Mr Whitley's affidavit of 31 August 2017
[76] At the hearing, I reserved my decision on the admissibility of the greater part of the Lomond Group report that Mr Hannan produced with his submissions. However, I accepted that the evidence about the periodic receiver's reports filed with the Companies Office (which were referred to by Mr Trainer in the Lomond Group report) should be admitted, and I requested a further affidavit from Mr Whitley directed to one particular aspect of the receiver's reports.
[77] Mr Trainer had noted that in the receiver's most recent report, for the period ended 31 January 2017, Mr Whitley said that he expected there would be sufficient funds to pay unsecured creditors. The receiver had taken the same position in each of his six-monthly reports since the commencement of the receivership. I directed the receiver to file an affidavit explaining those statements in his six-monthly reports, noting that if there were sufficient funds to pay unsecured creditors it followed that FM would have been paid and that Mr Hannan would have had no further liability to it on his guarantee.
[78] In his affidavit filed in response to my request, Mr Whitley described his initial view as to the likely return to creditors as "highly contingent on a number of
matters". He referred to the use of 14 Waiu Street as a landfill, and to the resource consent enforcement order issues. While 14 Waiu Street has potential, significant money will have to be spent to realise that potential, and the possibility remains that contaminants will be found in the topsoil.

### [Given request 1]
Output the passage of the judgment excerpt that begins with the words "Mr Whitley's affidavit" and ends after the words "the receiver's reports.", copying it word for word.
### [Given request 2]
Go on with the judgment excerpt about the receiver's reports, picking up after its final sentence.

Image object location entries

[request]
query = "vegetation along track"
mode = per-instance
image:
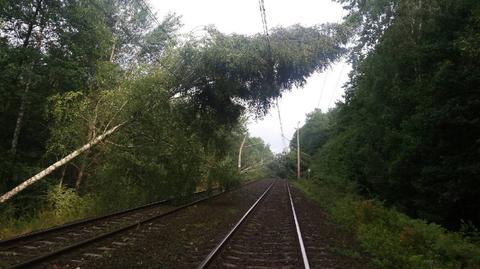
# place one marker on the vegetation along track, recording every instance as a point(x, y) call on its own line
point(267, 236)
point(30, 249)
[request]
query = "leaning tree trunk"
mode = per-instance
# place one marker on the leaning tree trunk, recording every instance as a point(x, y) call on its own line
point(58, 164)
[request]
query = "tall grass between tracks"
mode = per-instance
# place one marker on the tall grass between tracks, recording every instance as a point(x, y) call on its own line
point(392, 239)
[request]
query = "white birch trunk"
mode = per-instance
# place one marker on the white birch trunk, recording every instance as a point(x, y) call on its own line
point(58, 164)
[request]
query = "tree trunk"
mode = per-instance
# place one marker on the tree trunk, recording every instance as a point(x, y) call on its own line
point(240, 154)
point(23, 102)
point(58, 164)
point(81, 171)
point(21, 115)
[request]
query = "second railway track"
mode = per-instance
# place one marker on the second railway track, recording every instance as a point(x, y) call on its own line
point(32, 249)
point(267, 236)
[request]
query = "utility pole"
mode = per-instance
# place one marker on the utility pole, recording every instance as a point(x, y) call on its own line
point(240, 154)
point(298, 150)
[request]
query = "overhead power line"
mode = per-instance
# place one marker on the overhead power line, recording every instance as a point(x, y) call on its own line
point(263, 15)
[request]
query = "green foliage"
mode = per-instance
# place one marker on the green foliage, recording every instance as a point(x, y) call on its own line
point(390, 238)
point(407, 132)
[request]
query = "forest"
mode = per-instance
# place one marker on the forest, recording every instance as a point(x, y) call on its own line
point(104, 107)
point(408, 130)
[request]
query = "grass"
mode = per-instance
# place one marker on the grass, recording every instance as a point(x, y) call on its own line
point(392, 239)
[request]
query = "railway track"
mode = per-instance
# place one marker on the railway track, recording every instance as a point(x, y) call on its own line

### [Written answer 1]
Mr Whitley's affidavit of 31 August 2017
[76] At the hearing, I reserved my decision on the admissibility of the greater part of the Lomond Group report that Mr Hannan produced with his submissions. However, I accepted that the evidence about the periodic receiver's reports filed with the Companies Office (which were referred to by Mr Trainer in the Lomond Group report) should be admitted, and I requested a further affidavit from Mr Whitley directed to one particular aspect of the receiver's reports.

### [Written answer 2]
[79] Mr Whitley referred to a valuation report Mr Hannan obtained from a firm of registered valuers in January 2012, which had put a value of $800,000 on 14 Waiu Street. Mr Whitley expressed the view that without further extensive expenditure on the property its future use potential would not be realised. He expressed the view that if the land was put to tender on an "as-is where is" basis there would be a shortfall to the secured lender.
[80] Mr Whitley acknowledged that a number of his receiver's reports referred to loan balances as at 31 March 2014, and that those balances were not accurate. He set out the correct loan balances, as at the end of each reporting period, as follows:
End Date of reporting period in receiver's reports
|
Loan Figure
|
31 March 2014
|
$ 972,631.80
|
31 July 2014
|
$1,215,960.87
|
31 January 2015
|
$1,249,986.30
|
31 July 2015
|
$1,851,132.83
|
31 January 2016
|
$1,566,682.86
|
31 July 2016
|
$1,926,458.96
|
31 January 2017
|
$2,107,136.18
|
[81] Mr Whitley deposed that any realisations in the receivership have been accounted for either as "cash in bank of the receivership" or in partial repayment of FM's debt.
The recall judgment
[82] It is not necessary to refer in detail to the grounds on which I ordered that the May 2018 judgment be recalled. The grounds for recall are fully set out in the Recall judgment. For present purposes, it is enough to say that I accepted that
relevant provisions of the Property Law Act 2007 and the Receiverships Act 1993 relating to the application of the proceeds of sale of certain properties owned by Mr Hannan or the group, after FM obtained its summary judgment, were not taken into account and should have been. I refer to those statutory provisions below.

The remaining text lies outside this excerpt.